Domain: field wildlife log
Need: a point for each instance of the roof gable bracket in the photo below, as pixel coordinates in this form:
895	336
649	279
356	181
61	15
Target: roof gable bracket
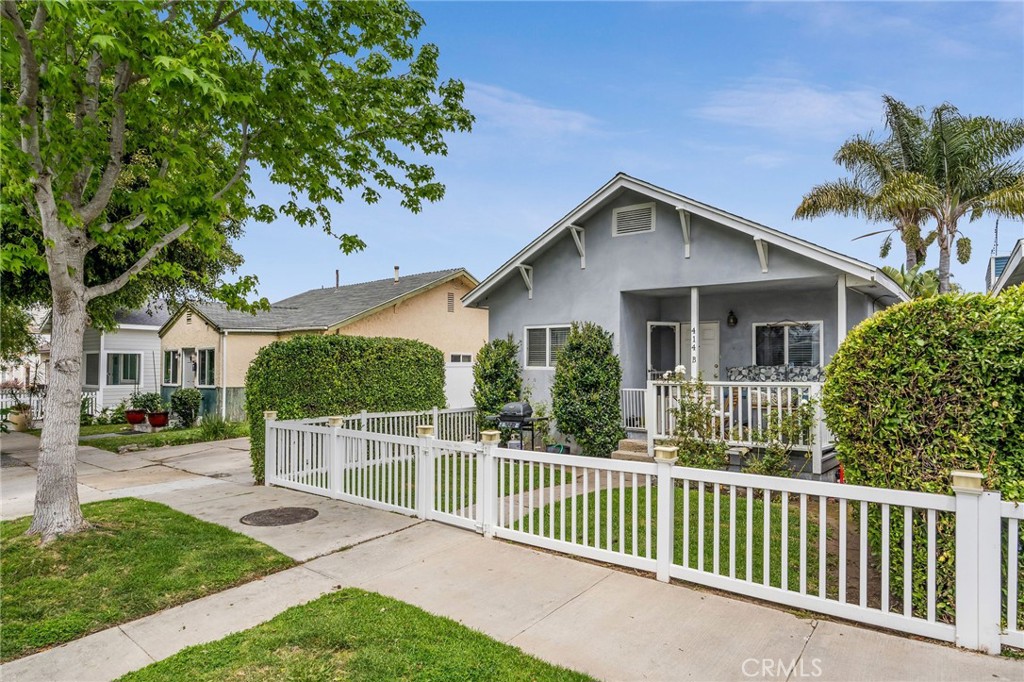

Your objective - Copy every line above that holds the word "bracket".

Your response -
Need: a point for each instance of the roof gable bracket in the photo below, as pixel coordinates in this form:
Target: roof gable bracket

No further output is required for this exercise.